- **REQUIRED WORK**: All the entries that follow are to be returned exactly.

[Dataset entries]
= Beginning of Section =

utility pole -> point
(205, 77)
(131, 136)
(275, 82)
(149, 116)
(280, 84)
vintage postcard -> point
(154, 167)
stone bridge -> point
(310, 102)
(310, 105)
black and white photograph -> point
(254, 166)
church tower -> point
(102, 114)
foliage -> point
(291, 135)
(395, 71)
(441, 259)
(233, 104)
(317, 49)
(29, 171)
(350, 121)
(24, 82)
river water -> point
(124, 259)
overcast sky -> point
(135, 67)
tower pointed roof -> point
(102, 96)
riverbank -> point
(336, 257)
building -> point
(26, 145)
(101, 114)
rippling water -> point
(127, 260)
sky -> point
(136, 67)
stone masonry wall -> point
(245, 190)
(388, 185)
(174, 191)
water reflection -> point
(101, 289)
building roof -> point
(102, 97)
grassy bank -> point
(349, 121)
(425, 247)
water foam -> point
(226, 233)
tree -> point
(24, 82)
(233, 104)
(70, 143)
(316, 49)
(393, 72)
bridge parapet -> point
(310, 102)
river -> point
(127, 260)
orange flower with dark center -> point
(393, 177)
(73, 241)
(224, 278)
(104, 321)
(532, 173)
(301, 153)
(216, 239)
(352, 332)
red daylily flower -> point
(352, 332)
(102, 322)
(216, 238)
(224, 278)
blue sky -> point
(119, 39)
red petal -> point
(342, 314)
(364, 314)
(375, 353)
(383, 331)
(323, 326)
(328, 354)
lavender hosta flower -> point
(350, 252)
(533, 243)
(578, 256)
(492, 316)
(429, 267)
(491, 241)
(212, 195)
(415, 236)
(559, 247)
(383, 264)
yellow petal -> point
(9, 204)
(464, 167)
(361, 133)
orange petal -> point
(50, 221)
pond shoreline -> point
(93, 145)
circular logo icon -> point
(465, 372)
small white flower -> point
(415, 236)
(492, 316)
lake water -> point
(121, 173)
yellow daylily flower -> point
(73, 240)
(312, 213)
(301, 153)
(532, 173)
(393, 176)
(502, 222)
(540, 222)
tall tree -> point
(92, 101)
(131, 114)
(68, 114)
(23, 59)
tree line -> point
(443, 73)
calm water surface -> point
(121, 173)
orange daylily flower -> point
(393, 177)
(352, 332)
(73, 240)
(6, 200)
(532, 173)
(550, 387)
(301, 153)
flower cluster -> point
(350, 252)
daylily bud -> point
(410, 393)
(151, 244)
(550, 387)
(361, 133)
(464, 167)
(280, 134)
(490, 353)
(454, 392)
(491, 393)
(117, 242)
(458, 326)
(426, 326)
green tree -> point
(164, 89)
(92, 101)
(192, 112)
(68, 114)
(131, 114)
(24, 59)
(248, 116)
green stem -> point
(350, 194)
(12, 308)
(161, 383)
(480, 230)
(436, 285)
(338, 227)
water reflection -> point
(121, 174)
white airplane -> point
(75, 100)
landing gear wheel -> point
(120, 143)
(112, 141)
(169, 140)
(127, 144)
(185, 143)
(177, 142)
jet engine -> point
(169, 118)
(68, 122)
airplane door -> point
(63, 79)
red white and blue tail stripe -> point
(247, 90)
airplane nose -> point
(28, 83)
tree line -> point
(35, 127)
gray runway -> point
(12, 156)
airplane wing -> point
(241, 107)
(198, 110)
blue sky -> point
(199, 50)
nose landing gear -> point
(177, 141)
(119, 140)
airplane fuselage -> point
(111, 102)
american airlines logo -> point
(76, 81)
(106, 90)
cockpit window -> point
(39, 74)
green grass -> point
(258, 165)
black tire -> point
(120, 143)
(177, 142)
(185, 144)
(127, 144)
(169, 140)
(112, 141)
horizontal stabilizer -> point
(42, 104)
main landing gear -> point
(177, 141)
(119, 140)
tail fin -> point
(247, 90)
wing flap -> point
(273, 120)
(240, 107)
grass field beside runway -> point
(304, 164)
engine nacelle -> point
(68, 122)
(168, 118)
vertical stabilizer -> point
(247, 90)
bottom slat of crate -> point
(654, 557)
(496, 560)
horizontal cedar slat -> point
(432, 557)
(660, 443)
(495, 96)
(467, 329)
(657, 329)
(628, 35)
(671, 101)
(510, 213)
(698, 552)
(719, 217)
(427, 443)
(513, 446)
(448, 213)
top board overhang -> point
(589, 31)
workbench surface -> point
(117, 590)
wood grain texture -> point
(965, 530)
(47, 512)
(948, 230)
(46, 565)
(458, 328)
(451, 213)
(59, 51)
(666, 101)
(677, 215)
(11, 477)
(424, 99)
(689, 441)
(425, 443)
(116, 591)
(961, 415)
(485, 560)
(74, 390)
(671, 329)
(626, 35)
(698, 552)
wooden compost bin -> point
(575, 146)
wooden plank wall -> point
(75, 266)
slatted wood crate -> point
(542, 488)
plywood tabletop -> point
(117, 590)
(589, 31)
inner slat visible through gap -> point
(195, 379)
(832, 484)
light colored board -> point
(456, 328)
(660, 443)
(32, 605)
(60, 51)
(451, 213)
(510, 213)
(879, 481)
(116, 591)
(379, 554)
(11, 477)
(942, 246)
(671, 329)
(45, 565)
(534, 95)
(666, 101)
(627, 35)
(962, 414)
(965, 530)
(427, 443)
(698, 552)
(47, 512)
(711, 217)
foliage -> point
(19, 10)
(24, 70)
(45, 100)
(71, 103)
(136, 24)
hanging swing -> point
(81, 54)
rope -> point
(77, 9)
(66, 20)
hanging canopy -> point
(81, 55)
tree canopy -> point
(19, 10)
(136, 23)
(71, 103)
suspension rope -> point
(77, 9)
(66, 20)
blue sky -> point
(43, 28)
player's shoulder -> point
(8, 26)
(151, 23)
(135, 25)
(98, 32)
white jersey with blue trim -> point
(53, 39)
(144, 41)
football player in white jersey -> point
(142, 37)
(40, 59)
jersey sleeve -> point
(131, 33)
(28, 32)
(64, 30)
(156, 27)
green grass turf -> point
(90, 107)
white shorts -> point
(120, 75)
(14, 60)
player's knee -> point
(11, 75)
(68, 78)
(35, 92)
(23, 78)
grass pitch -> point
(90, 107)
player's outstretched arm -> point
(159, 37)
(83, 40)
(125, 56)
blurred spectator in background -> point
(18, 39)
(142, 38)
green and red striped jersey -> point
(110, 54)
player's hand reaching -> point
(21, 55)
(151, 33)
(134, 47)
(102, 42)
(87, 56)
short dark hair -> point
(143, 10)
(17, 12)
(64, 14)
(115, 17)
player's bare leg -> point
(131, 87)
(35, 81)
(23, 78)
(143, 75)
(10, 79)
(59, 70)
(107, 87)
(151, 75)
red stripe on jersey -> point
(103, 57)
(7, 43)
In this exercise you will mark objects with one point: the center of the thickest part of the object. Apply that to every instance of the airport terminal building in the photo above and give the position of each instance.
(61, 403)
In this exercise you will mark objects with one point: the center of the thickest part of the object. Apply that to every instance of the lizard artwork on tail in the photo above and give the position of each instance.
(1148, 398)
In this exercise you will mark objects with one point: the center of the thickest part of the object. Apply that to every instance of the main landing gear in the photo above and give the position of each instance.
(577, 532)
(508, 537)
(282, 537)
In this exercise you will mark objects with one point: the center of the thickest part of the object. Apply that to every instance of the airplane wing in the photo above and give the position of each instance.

= End of Section =

- **TASK RESULT**:
utility pole -> point
(205, 77)
(131, 136)
(275, 82)
(149, 116)
(280, 84)
vintage postcard -> point
(154, 167)
stone bridge -> point
(310, 102)
(310, 105)
black and white photograph -> point
(254, 166)
church tower -> point
(102, 114)
foliage -> point
(291, 135)
(395, 71)
(441, 259)
(233, 104)
(317, 49)
(29, 171)
(350, 121)
(24, 82)
river water -> point
(124, 259)
overcast sky -> point
(135, 67)
tower pointed roof -> point
(102, 96)
riverbank -> point
(336, 257)
building -> point
(26, 145)
(101, 114)
rippling water -> point
(127, 260)
sky -> point
(136, 67)
stone masonry wall -> point
(245, 190)
(388, 185)
(174, 191)
water reflection -> point
(101, 289)
building roof -> point
(102, 97)
grassy bank -> point
(349, 121)
(425, 247)
water foam -> point
(226, 233)
tree -> point
(24, 82)
(233, 104)
(70, 143)
(316, 49)
(393, 72)
bridge parapet -> point
(310, 102)
river -> point
(127, 260)
orange flower with dark center -> point
(393, 177)
(73, 241)
(224, 278)
(104, 321)
(532, 173)
(301, 153)
(216, 239)
(352, 332)
red daylily flower -> point
(352, 332)
(102, 322)
(216, 238)
(224, 278)
blue sky -> point
(119, 39)
red petal -> point
(342, 314)
(364, 314)
(375, 353)
(383, 331)
(323, 326)
(328, 354)
lavender hosta flower -> point
(350, 252)
(533, 243)
(578, 256)
(492, 316)
(429, 267)
(491, 241)
(212, 195)
(415, 236)
(559, 247)
(383, 264)
yellow petal -> point
(9, 204)
(464, 167)
(361, 133)
orange petal -> point
(50, 221)
pond shoreline -> point
(93, 145)
circular logo icon -> point
(465, 372)
small white flower -> point
(415, 236)
(492, 316)
lake water -> point
(121, 173)
yellow daylily flower -> point
(73, 240)
(312, 213)
(301, 153)
(532, 173)
(393, 176)
(502, 222)
(540, 222)
tall tree -> point
(92, 101)
(131, 114)
(68, 114)
(23, 59)
tree line -> point
(443, 73)
calm water surface -> point
(121, 173)
orange daylily flower -> point
(393, 177)
(352, 332)
(73, 240)
(6, 200)
(532, 173)
(550, 387)
(301, 153)
flower cluster -> point
(350, 252)
daylily bud -> point
(410, 393)
(151, 244)
(550, 387)
(361, 133)
(464, 167)
(280, 134)
(490, 353)
(454, 392)
(491, 393)
(117, 242)
(458, 326)
(426, 326)
green tree -> point
(164, 89)
(92, 101)
(192, 112)
(68, 114)
(131, 114)
(24, 59)
(248, 116)
green stem -> point
(350, 194)
(12, 308)
(161, 383)
(480, 230)
(436, 285)
(338, 227)
water reflection -> point
(121, 174)
white airplane -> point
(75, 100)
landing gear wheel -> point
(120, 143)
(112, 141)
(169, 140)
(127, 144)
(185, 143)
(177, 142)
jet engine -> point
(169, 118)
(68, 122)
airplane door -> point
(63, 79)
red white and blue tail stripe -> point
(247, 90)
airplane nose -> point
(28, 83)
tree line -> point
(35, 127)
gray runway -> point
(12, 156)
airplane wing -> point
(241, 107)
(198, 110)
blue sky -> point
(199, 50)
nose landing gear -> point
(177, 141)
(119, 140)
airplane fuselage -> point
(111, 102)
american airlines logo -> point
(76, 81)
(106, 90)
cockpit window -> point
(39, 74)
green grass -> point
(258, 165)
black tire -> point
(120, 143)
(177, 142)
(185, 144)
(127, 144)
(169, 140)
(112, 141)
horizontal stabilizer -> point
(42, 104)
main landing gear -> point
(177, 141)
(119, 140)
tail fin -> point
(247, 90)
wing flap -> point
(273, 120)
(240, 107)
grass field beside runway -> point
(304, 164)
engine nacelle -> point
(68, 122)
(168, 118)
vertical stabilizer -> point
(247, 90)
bottom slat of crate -> point
(654, 557)
(496, 560)
horizontal cedar slat -> point
(432, 557)
(660, 443)
(495, 96)
(467, 329)
(657, 329)
(628, 35)
(671, 101)
(510, 213)
(698, 552)
(719, 217)
(427, 443)
(513, 446)
(448, 213)
top board overhang -> point
(589, 31)
workbench surface -> point
(117, 590)
wood grain texture -> point
(965, 530)
(47, 512)
(948, 230)
(46, 565)
(458, 328)
(451, 213)
(59, 51)
(666, 101)
(677, 215)
(11, 477)
(424, 99)
(689, 441)
(425, 443)
(116, 591)
(961, 415)
(485, 560)
(74, 390)
(671, 329)
(626, 35)
(698, 552)
wooden compost bin -> point
(575, 146)
wooden plank wall -> point
(75, 266)
slatted wood crate -> point
(542, 488)
plywood tabletop -> point
(117, 590)
(589, 31)
inner slat visible through gap -> point
(195, 379)
(832, 484)
light colored board -> point
(456, 328)
(660, 443)
(32, 605)
(60, 51)
(451, 213)
(510, 213)
(879, 481)
(116, 591)
(379, 554)
(11, 477)
(942, 246)
(671, 329)
(45, 565)
(534, 95)
(666, 101)
(627, 35)
(962, 414)
(965, 530)
(427, 443)
(698, 552)
(47, 512)
(711, 217)
foliage -> point
(19, 10)
(24, 70)
(45, 100)
(71, 103)
(136, 24)
hanging swing -> point
(81, 54)
rope -> point
(77, 9)
(66, 20)
hanging canopy -> point
(81, 55)
tree canopy -> point
(19, 10)
(136, 23)
(71, 103)
suspension rope -> point
(77, 9)
(66, 20)
blue sky -> point
(43, 28)
player's shoulder -> point
(8, 26)
(151, 23)
(135, 25)
(98, 32)
white jersey with blue trim -> point
(53, 39)
(144, 41)
football player in white jersey -> point
(142, 37)
(40, 59)
jersey sleeve -> point
(131, 33)
(28, 32)
(64, 30)
(156, 27)
green grass turf -> point
(90, 107)
white shorts -> point
(120, 75)
(14, 60)
player's knee -> point
(11, 75)
(68, 78)
(35, 92)
(23, 78)
grass pitch -> point
(90, 107)
player's outstretched arm -> point
(159, 37)
(83, 40)
(125, 56)
blurred spectator in background -> point
(18, 39)
(142, 38)
green and red striped jersey -> point
(110, 54)
player's hand reaching -> point
(21, 55)
(151, 33)
(134, 47)
(102, 42)
(87, 56)
short dark hair -> point
(143, 10)
(17, 12)
(64, 14)
(115, 17)
player's bare leg -> point
(131, 87)
(35, 81)
(23, 78)
(143, 75)
(10, 79)
(59, 70)
(107, 87)
(151, 75)
red stripe on jersey -> point
(103, 57)
(7, 43)
In this exercise you will mark objects with one point: the center of the thickest part of the object. Apply that to every instance of the airport terminal building in the photo above and give the position of each instance.
(61, 403)
In this exercise you will mark objects with one point: the center of the thickest part of the object. Apply that to every instance of the lizard artwork on tail in the photo above and give the position of each instance.
(1148, 398)
In this exercise you will mark objects with one point: the center of the thickest part of the object. Apply that to every instance of the main landing gear in the photo above and give the position of each instance.
(577, 532)
(508, 537)
(282, 537)
In this exercise you will mark objects with one point: the center of the thickest part of the object. Apply that to every instance of the airplane wing in the photo above and give the position of each instance.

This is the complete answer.